• _Aim of the task_
Which lines in the entries below contain the string "blue"? Return every one of them, treating uppercase and lowercase as different.

[Items from a data source]
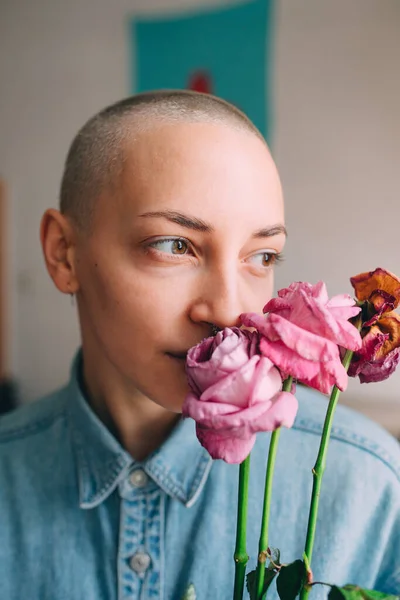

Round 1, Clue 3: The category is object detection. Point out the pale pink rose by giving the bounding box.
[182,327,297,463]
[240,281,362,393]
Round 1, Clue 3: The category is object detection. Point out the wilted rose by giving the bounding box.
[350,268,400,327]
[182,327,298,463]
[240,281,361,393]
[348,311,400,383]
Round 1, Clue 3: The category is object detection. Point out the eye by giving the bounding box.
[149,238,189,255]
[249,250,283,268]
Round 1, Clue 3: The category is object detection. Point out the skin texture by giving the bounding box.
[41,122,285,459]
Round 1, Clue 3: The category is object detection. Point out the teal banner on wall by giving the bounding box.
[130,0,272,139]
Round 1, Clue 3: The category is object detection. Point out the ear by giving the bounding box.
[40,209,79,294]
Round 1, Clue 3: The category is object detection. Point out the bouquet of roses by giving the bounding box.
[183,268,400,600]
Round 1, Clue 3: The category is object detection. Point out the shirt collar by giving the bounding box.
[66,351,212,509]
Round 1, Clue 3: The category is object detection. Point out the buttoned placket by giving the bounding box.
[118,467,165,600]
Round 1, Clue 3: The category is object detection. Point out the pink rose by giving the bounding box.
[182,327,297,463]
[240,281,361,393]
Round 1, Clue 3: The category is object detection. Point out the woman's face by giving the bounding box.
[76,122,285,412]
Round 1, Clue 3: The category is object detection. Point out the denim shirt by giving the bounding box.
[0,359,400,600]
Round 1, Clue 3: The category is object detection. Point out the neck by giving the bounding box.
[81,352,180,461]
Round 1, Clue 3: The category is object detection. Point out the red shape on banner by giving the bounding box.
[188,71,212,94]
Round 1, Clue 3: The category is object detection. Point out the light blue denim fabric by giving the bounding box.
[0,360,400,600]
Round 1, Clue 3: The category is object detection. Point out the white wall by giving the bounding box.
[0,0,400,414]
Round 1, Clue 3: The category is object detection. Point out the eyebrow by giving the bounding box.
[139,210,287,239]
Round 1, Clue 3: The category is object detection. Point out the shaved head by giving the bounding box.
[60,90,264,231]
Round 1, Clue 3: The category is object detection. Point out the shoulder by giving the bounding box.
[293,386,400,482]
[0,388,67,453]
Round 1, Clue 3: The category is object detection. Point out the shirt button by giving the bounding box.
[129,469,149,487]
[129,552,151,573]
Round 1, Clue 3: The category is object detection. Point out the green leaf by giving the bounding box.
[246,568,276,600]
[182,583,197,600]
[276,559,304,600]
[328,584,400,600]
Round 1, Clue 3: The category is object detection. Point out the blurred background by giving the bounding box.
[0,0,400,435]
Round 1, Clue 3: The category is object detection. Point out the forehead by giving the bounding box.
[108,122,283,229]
==
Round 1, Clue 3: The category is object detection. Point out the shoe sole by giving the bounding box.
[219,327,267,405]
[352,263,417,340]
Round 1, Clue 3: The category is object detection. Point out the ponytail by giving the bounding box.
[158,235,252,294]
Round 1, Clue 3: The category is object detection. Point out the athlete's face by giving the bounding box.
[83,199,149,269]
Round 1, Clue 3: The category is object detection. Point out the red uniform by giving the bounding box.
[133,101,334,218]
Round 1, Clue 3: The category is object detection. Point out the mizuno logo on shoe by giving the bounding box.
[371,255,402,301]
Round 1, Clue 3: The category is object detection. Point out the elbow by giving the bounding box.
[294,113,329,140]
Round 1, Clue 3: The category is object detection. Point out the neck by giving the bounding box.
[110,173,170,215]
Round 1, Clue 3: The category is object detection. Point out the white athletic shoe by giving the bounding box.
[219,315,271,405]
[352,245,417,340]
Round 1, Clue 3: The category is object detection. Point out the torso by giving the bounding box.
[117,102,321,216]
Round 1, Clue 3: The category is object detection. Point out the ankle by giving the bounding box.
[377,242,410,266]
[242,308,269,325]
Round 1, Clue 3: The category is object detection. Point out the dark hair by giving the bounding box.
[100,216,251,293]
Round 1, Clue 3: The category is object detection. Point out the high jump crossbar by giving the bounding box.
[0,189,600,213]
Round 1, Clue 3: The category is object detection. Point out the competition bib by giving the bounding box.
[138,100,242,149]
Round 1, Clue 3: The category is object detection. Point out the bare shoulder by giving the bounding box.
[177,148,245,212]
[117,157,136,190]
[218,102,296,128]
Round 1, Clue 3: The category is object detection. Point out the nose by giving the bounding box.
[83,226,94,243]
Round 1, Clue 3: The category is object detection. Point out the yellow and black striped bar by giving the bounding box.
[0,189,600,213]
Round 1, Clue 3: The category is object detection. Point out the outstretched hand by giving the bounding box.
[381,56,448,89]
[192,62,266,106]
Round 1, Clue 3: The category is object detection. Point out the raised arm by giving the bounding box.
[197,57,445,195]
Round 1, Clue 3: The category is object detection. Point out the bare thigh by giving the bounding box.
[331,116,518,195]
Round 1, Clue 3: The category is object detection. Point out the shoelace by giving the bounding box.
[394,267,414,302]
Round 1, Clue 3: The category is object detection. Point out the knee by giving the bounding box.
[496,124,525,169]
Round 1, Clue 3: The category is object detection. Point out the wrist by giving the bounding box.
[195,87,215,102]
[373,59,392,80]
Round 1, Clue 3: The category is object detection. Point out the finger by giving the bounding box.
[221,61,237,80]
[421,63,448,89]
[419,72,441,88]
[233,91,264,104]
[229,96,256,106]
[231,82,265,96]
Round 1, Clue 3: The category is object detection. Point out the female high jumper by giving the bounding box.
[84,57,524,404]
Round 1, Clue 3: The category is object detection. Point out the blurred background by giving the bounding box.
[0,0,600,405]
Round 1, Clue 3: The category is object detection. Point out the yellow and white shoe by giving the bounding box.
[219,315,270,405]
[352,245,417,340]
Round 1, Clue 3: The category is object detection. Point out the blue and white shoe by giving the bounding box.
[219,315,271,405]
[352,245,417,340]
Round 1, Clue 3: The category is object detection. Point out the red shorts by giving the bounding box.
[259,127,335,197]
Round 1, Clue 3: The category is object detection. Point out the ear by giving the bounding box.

• _Completed task_
Round 1, Clue 3: The category is object detection. Point out the light blue denim fabric by giving the bounding box.
Round 1, Clue 3: The category is object detection. Point out the blue and white shoe by giving the bounding box.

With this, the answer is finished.